--- Begin ---

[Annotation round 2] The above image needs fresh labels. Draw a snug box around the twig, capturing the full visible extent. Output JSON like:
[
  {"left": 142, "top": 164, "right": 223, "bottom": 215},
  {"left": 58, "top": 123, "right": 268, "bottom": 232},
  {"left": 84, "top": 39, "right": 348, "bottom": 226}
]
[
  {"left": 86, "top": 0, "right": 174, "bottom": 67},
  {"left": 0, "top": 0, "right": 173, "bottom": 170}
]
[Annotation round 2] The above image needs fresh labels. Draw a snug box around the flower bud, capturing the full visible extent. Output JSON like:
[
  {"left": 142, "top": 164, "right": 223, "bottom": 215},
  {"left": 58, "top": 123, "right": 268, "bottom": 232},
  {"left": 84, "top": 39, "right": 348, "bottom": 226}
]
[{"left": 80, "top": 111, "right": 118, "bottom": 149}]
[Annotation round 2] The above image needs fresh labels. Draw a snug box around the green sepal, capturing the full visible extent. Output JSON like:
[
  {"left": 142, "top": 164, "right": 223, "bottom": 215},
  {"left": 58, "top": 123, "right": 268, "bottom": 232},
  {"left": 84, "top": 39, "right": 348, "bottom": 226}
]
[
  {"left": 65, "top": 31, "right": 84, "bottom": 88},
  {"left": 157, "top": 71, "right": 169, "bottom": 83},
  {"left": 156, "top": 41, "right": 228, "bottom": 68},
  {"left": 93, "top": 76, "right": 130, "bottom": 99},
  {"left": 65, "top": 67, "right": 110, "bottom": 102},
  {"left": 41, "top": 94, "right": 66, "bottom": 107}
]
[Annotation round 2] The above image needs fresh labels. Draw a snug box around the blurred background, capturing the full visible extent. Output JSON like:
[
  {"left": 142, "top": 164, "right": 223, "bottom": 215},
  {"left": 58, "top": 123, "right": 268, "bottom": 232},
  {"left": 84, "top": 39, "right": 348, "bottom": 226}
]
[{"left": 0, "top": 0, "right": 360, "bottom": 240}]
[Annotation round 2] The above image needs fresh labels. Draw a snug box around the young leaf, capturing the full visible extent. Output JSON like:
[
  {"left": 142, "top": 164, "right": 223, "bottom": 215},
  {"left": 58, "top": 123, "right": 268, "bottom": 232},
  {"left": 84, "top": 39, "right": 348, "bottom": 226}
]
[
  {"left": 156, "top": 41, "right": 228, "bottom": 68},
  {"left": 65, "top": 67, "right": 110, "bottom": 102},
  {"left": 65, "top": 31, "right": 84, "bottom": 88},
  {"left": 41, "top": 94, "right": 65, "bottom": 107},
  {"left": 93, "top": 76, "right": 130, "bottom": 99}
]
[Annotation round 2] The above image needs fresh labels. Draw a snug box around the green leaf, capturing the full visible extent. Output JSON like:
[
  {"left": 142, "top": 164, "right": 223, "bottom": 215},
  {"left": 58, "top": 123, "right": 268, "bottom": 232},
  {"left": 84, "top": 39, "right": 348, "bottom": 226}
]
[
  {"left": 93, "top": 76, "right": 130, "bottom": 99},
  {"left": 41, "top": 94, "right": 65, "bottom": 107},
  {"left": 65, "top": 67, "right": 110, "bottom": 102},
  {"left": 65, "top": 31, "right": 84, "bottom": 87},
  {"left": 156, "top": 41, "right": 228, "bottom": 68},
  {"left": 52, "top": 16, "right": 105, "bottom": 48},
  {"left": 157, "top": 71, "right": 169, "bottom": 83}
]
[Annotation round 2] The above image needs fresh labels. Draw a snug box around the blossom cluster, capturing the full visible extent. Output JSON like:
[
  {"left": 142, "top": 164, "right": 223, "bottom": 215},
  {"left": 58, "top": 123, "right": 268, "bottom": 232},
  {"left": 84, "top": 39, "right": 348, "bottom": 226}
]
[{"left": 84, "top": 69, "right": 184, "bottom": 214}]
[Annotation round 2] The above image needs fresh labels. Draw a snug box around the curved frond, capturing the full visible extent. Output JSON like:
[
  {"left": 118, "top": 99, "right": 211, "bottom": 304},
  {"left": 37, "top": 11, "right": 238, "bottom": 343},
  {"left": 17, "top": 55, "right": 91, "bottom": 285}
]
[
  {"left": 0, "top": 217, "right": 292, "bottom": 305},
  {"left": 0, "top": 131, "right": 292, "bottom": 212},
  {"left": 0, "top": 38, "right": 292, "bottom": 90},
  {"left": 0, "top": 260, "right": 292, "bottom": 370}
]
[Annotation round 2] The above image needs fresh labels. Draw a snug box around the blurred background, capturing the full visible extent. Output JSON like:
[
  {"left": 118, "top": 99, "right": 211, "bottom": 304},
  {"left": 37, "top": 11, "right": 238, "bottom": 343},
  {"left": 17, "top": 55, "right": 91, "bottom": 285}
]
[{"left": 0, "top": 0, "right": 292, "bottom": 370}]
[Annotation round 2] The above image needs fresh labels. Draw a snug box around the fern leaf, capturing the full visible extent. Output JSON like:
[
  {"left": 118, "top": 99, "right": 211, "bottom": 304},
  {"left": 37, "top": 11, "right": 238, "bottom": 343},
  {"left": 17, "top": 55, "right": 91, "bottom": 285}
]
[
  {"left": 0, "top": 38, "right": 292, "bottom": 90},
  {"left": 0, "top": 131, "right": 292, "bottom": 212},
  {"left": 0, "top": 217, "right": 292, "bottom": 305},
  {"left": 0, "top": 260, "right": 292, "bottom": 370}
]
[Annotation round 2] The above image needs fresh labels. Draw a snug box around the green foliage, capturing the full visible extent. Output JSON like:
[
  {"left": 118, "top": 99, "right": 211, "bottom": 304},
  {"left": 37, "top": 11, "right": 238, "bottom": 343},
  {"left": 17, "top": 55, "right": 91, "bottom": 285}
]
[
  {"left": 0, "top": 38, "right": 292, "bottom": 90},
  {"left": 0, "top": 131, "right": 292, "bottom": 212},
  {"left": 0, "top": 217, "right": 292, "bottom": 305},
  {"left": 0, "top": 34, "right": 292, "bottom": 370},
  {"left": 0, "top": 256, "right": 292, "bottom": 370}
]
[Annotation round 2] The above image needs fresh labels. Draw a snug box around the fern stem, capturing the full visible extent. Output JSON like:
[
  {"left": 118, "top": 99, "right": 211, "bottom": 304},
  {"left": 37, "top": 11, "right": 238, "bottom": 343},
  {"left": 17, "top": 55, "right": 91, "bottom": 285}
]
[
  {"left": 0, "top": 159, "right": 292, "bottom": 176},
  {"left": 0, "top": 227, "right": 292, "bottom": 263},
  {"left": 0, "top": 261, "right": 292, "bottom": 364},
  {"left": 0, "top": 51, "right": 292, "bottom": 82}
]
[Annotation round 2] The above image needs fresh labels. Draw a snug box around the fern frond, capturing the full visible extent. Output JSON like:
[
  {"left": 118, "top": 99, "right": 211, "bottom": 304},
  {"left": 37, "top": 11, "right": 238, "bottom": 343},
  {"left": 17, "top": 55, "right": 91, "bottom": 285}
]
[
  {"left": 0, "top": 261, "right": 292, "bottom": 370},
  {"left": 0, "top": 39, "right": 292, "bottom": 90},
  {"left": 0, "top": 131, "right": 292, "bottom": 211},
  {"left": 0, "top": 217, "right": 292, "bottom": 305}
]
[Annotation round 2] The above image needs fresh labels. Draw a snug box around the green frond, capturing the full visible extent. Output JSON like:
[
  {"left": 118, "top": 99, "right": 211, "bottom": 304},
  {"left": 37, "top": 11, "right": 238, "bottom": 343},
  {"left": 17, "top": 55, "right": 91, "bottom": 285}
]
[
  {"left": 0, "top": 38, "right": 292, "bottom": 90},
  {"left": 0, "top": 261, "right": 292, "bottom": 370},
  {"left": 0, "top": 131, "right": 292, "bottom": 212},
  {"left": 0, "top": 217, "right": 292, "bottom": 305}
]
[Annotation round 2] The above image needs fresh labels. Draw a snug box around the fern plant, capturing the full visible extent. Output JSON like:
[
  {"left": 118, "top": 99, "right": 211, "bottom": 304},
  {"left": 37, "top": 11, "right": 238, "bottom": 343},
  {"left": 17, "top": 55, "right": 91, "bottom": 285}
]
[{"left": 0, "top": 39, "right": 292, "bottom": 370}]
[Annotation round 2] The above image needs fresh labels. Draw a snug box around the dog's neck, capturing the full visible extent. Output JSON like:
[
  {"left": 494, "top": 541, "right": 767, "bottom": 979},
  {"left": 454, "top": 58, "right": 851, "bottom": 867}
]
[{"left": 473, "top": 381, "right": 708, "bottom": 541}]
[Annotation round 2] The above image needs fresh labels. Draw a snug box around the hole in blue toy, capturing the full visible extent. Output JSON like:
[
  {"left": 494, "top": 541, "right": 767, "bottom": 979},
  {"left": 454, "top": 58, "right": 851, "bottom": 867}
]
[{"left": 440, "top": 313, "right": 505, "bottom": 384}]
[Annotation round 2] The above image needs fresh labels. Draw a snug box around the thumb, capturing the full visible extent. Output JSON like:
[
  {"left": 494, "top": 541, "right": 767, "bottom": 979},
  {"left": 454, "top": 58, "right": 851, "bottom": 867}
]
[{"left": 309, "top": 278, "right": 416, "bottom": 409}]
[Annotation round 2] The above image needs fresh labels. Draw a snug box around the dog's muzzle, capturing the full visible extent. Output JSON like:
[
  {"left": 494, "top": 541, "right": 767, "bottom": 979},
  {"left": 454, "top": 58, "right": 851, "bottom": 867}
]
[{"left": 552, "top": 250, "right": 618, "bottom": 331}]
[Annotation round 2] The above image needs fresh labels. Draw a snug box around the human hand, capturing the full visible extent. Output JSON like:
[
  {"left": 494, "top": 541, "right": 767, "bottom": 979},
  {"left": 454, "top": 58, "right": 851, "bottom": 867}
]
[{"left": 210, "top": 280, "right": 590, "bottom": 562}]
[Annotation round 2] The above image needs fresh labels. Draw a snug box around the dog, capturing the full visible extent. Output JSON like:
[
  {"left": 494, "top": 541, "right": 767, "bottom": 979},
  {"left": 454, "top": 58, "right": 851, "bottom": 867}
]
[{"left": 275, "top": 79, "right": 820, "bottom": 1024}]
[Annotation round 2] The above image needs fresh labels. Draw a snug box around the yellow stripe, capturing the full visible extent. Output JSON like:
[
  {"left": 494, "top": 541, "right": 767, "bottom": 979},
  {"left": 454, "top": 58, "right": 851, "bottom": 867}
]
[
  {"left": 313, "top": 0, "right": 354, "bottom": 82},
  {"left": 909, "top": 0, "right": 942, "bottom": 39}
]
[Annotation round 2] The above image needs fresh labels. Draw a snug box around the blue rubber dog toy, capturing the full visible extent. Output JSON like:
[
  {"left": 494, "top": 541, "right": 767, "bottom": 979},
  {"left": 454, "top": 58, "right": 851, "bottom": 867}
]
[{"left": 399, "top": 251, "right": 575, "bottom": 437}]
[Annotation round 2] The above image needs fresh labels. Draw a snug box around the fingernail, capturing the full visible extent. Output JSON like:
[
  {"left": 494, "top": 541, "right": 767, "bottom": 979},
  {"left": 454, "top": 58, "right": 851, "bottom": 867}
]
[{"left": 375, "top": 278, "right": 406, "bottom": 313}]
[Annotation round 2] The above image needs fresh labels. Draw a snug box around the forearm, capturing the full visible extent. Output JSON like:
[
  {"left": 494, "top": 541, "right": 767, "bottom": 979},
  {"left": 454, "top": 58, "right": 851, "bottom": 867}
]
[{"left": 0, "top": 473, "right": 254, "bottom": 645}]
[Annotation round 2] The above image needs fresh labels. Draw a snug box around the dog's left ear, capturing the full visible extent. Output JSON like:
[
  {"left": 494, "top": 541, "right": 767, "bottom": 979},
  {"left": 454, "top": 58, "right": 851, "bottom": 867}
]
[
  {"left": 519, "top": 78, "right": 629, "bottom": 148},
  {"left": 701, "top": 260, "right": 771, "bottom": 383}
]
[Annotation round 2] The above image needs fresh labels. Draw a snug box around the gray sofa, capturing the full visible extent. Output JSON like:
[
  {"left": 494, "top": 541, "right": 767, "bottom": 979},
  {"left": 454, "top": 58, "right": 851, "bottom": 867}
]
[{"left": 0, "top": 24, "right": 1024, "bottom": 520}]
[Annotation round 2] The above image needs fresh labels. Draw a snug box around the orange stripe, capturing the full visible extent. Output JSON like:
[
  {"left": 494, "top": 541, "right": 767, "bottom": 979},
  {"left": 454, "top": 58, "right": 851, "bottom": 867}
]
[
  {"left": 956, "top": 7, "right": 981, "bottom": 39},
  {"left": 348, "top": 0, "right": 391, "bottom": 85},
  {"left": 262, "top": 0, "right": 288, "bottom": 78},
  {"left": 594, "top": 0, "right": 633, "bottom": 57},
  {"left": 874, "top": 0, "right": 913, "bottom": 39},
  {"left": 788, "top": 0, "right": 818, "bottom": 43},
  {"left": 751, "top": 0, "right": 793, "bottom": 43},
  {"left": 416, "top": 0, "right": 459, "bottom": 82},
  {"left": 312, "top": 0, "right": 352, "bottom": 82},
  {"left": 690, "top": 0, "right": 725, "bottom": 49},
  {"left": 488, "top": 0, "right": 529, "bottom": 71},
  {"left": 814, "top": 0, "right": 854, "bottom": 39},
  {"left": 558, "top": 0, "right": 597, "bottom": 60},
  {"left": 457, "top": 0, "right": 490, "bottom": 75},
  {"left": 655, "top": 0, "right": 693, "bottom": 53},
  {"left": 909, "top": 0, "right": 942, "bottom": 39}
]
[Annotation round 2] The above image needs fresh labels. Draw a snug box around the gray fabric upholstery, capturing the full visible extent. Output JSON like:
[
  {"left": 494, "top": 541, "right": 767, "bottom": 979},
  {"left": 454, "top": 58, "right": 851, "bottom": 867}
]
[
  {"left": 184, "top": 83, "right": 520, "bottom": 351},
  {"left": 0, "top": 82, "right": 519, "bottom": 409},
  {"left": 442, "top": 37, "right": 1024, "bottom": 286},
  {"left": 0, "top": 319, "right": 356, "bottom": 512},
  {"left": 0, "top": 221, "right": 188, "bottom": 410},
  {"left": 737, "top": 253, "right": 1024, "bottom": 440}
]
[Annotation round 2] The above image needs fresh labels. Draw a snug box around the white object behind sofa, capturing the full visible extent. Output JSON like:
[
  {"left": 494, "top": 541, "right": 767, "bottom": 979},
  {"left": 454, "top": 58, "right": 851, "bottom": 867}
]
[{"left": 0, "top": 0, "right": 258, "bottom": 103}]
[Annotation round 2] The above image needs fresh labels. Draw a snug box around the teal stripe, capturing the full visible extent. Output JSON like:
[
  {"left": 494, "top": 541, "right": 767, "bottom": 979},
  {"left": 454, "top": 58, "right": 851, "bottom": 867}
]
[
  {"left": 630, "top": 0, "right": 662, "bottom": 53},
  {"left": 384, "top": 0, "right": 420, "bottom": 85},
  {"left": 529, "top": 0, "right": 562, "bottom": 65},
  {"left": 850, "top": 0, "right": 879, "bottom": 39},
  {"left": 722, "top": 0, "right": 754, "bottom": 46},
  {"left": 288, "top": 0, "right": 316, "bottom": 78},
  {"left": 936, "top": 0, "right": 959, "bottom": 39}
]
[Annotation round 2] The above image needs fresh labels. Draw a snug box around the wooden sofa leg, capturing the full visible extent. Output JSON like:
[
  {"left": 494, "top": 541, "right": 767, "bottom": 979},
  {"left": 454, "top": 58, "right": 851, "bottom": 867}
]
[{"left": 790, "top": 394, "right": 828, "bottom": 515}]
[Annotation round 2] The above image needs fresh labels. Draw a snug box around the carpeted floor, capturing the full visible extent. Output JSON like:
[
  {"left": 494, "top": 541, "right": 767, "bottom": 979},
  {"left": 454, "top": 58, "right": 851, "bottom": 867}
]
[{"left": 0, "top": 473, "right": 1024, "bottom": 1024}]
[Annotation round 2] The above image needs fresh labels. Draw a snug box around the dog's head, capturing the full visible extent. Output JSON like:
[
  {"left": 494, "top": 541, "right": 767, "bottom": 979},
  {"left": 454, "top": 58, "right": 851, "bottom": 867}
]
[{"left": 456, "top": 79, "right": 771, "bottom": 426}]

--- End ---

Count how many lines of the entries above contain the string "gray", with uppercase and lowercase treated as different. Reply with the number alone.

2